Exercise description =>
Going through the entries below, work out how many lines have the string "mount" in them. Give the number and nothing more.

(Stored items)
↓↓↓

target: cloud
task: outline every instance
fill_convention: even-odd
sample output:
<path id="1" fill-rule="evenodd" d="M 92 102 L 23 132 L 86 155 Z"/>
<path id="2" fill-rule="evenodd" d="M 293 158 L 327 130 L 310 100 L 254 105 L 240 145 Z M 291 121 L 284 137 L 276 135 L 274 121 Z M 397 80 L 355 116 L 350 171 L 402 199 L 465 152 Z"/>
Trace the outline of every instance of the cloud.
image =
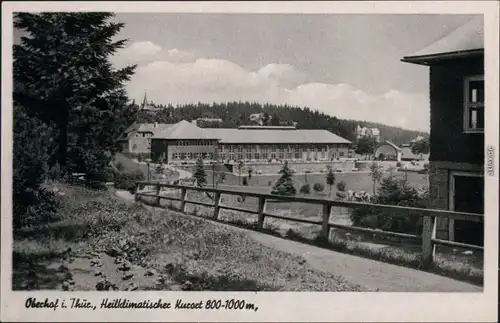
<path id="1" fill-rule="evenodd" d="M 343 119 L 367 120 L 408 129 L 429 129 L 427 94 L 391 89 L 372 94 L 349 84 L 308 81 L 289 64 L 268 64 L 251 71 L 224 59 L 133 43 L 118 63 L 139 64 L 127 84 L 131 98 L 147 91 L 156 103 L 257 101 L 309 107 Z M 117 63 L 115 63 L 117 65 Z"/>

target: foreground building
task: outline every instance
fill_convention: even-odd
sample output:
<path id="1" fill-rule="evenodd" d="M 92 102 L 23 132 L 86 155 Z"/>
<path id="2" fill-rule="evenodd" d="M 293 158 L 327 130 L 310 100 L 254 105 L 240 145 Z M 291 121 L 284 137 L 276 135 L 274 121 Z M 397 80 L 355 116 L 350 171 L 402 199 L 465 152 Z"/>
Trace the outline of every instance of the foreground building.
<path id="1" fill-rule="evenodd" d="M 431 207 L 484 213 L 484 40 L 482 18 L 404 57 L 430 67 Z M 437 234 L 483 244 L 484 226 L 438 221 Z"/>
<path id="2" fill-rule="evenodd" d="M 151 158 L 182 163 L 203 158 L 225 163 L 331 161 L 348 157 L 350 141 L 327 130 L 242 126 L 199 128 L 181 121 L 151 138 Z"/>

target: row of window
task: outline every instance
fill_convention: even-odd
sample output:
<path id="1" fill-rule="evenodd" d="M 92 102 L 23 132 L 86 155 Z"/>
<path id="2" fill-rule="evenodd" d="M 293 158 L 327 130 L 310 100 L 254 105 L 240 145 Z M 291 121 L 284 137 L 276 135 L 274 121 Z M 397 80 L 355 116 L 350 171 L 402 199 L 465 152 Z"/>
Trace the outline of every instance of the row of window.
<path id="1" fill-rule="evenodd" d="M 334 146 L 330 146 L 333 148 Z M 308 145 L 219 145 L 219 152 L 326 152 L 327 146 Z"/>
<path id="2" fill-rule="evenodd" d="M 215 143 L 211 140 L 177 140 L 177 146 L 213 146 Z"/>
<path id="3" fill-rule="evenodd" d="M 203 158 L 207 160 L 214 160 L 214 157 L 217 157 L 219 160 L 268 160 L 268 159 L 304 159 L 304 158 L 318 158 L 318 159 L 327 159 L 326 152 L 319 152 L 315 154 L 302 154 L 301 152 L 288 152 L 288 153 L 221 153 L 215 155 L 214 153 L 174 153 L 172 155 L 174 160 L 184 160 L 184 159 L 198 159 Z M 333 154 L 334 158 L 336 157 L 344 157 L 344 152 L 340 151 L 338 156 L 336 153 Z"/>

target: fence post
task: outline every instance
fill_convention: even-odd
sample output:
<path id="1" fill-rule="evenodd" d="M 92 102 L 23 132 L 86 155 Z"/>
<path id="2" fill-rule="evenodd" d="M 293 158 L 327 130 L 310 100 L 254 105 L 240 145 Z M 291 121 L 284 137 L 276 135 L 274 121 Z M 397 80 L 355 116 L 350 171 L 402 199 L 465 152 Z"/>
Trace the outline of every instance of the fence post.
<path id="1" fill-rule="evenodd" d="M 321 224 L 320 236 L 323 239 L 328 240 L 328 235 L 330 233 L 330 226 L 328 225 L 330 221 L 330 213 L 332 211 L 332 206 L 330 204 L 323 204 L 323 222 Z"/>
<path id="2" fill-rule="evenodd" d="M 181 212 L 184 213 L 186 210 L 186 195 L 187 190 L 185 187 L 181 188 Z"/>
<path id="3" fill-rule="evenodd" d="M 429 268 L 434 262 L 436 247 L 432 242 L 435 235 L 435 221 L 433 216 L 424 216 L 422 219 L 422 268 Z"/>
<path id="4" fill-rule="evenodd" d="M 134 193 L 134 200 L 135 201 L 139 201 L 139 195 L 137 195 L 138 193 L 139 193 L 139 183 L 135 182 L 135 193 Z"/>
<path id="5" fill-rule="evenodd" d="M 220 192 L 215 192 L 214 195 L 214 219 L 217 220 L 219 217 L 219 210 L 220 210 Z"/>
<path id="6" fill-rule="evenodd" d="M 160 183 L 156 184 L 156 205 L 160 206 L 160 191 L 161 191 L 161 186 Z"/>
<path id="7" fill-rule="evenodd" d="M 266 198 L 259 196 L 259 209 L 257 218 L 257 229 L 262 230 L 264 228 L 264 213 L 266 212 Z"/>

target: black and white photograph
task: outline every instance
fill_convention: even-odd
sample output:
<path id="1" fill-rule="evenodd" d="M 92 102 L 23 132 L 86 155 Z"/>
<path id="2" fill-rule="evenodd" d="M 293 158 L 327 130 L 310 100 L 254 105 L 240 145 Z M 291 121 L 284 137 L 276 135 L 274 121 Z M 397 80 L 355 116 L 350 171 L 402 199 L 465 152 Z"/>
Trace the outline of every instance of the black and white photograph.
<path id="1" fill-rule="evenodd" d="M 24 295 L 9 311 L 263 320 L 248 313 L 302 292 L 497 288 L 498 14 L 45 4 L 9 8 L 2 45 L 2 298 Z"/>

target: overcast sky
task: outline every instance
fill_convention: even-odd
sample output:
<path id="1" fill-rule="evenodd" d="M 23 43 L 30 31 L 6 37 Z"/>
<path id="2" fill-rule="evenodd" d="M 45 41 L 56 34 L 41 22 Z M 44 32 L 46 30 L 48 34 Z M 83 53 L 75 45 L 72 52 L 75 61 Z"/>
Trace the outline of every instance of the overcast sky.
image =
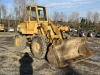
<path id="1" fill-rule="evenodd" d="M 69 16 L 73 11 L 79 12 L 80 16 L 85 16 L 88 11 L 98 11 L 100 13 L 100 0 L 38 0 L 39 5 L 46 6 L 50 11 L 50 16 L 55 11 L 64 12 Z M 6 3 L 8 8 L 13 8 L 13 0 L 0 0 Z"/>

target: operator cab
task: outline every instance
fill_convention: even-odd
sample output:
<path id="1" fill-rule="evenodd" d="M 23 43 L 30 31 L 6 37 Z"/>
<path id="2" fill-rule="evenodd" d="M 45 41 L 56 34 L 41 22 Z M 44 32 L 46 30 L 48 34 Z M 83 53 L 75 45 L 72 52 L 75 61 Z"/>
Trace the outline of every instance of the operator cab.
<path id="1" fill-rule="evenodd" d="M 26 7 L 24 21 L 47 21 L 46 8 L 43 6 L 28 6 Z"/>

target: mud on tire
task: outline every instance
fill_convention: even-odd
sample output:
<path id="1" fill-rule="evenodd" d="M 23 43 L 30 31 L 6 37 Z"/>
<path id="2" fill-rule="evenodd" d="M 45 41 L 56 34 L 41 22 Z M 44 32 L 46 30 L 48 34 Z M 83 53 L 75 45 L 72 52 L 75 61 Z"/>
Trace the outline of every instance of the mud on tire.
<path id="1" fill-rule="evenodd" d="M 14 37 L 14 46 L 16 50 L 23 50 L 26 47 L 26 38 L 20 34 L 16 34 Z"/>
<path id="2" fill-rule="evenodd" d="M 44 59 L 47 52 L 47 40 L 42 35 L 35 35 L 32 38 L 31 52 L 37 59 Z"/>

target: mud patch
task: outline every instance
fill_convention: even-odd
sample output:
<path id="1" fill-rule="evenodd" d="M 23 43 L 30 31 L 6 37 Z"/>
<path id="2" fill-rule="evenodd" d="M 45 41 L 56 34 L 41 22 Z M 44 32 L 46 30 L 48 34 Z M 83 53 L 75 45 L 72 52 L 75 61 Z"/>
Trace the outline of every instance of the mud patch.
<path id="1" fill-rule="evenodd" d="M 91 40 L 89 43 L 96 55 L 91 60 L 97 63 L 82 61 L 62 69 L 55 69 L 45 60 L 33 58 L 30 53 L 26 53 L 30 51 L 29 48 L 22 51 L 17 51 L 14 47 L 10 48 L 13 45 L 12 40 L 11 38 L 0 38 L 0 75 L 100 75 L 99 39 Z"/>
<path id="2" fill-rule="evenodd" d="M 75 70 L 72 66 L 67 66 L 60 69 L 55 75 L 82 75 L 79 71 Z"/>
<path id="3" fill-rule="evenodd" d="M 93 55 L 90 60 L 100 62 L 100 55 Z"/>
<path id="4" fill-rule="evenodd" d="M 18 61 L 18 58 L 12 57 L 13 61 Z"/>
<path id="5" fill-rule="evenodd" d="M 0 62 L 3 62 L 4 60 L 6 60 L 8 57 L 7 56 L 0 56 Z"/>

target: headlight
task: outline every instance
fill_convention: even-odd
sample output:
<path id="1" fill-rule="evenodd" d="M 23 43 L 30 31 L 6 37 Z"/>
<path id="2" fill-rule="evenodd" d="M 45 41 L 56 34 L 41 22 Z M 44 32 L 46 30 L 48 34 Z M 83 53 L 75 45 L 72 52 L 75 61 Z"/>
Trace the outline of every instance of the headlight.
<path id="1" fill-rule="evenodd" d="M 38 27 L 37 28 L 40 29 L 41 27 L 42 27 L 42 25 L 41 24 L 38 24 Z"/>
<path id="2" fill-rule="evenodd" d="M 41 27 L 41 24 L 38 24 L 38 27 Z"/>

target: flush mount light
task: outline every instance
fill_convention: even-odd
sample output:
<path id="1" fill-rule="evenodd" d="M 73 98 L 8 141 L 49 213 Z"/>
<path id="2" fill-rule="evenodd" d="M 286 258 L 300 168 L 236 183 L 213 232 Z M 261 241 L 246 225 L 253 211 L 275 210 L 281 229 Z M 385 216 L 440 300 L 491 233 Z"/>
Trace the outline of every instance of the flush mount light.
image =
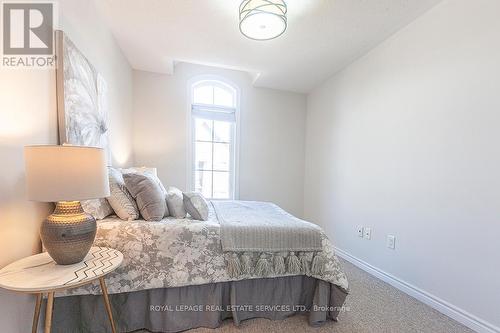
<path id="1" fill-rule="evenodd" d="M 284 0 L 243 0 L 240 5 L 240 31 L 255 40 L 269 40 L 286 30 Z"/>

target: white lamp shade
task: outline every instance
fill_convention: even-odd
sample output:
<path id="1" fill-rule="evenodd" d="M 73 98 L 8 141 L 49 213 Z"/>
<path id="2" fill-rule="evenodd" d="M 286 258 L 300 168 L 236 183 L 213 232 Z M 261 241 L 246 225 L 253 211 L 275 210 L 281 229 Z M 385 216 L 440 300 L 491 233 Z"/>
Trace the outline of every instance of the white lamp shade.
<path id="1" fill-rule="evenodd" d="M 109 196 L 106 154 L 81 146 L 24 148 L 26 188 L 34 201 L 80 201 Z"/>

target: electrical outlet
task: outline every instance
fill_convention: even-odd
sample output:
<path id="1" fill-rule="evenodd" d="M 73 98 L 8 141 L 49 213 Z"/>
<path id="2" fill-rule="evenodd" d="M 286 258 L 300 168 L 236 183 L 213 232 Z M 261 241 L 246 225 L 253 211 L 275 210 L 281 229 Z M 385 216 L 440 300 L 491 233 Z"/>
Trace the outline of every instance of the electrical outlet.
<path id="1" fill-rule="evenodd" d="M 364 235 L 365 239 L 371 239 L 372 238 L 372 228 L 364 227 Z"/>
<path id="2" fill-rule="evenodd" d="M 387 235 L 387 247 L 390 249 L 396 249 L 396 236 Z"/>
<path id="3" fill-rule="evenodd" d="M 358 225 L 358 237 L 363 238 L 363 226 Z"/>

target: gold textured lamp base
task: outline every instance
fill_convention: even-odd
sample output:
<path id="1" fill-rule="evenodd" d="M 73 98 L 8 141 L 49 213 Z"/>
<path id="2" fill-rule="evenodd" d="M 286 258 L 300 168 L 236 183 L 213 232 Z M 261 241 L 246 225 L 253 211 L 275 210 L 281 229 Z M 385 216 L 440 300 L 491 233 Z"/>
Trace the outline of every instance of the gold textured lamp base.
<path id="1" fill-rule="evenodd" d="M 82 261 L 94 243 L 96 222 L 83 211 L 80 201 L 59 201 L 40 227 L 40 238 L 59 265 Z"/>

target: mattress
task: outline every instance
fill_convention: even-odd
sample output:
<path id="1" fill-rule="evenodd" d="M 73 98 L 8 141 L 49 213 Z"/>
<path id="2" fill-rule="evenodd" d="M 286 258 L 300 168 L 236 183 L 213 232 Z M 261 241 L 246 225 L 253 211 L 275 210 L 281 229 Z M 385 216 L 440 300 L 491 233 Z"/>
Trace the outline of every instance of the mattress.
<path id="1" fill-rule="evenodd" d="M 213 208 L 210 208 L 208 221 L 173 217 L 159 222 L 123 221 L 110 216 L 98 221 L 97 225 L 94 244 L 117 249 L 124 256 L 122 265 L 106 276 L 110 294 L 262 278 L 252 273 L 230 277 L 221 247 L 220 224 Z M 347 292 L 347 278 L 324 232 L 321 232 L 321 244 L 326 259 L 325 269 L 321 274 L 302 275 L 336 285 Z M 257 259 L 258 253 L 252 260 Z M 291 275 L 269 272 L 265 277 Z M 99 284 L 95 282 L 57 293 L 56 297 L 99 295 L 100 292 Z"/>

↑↑↑

Exercise response =>
2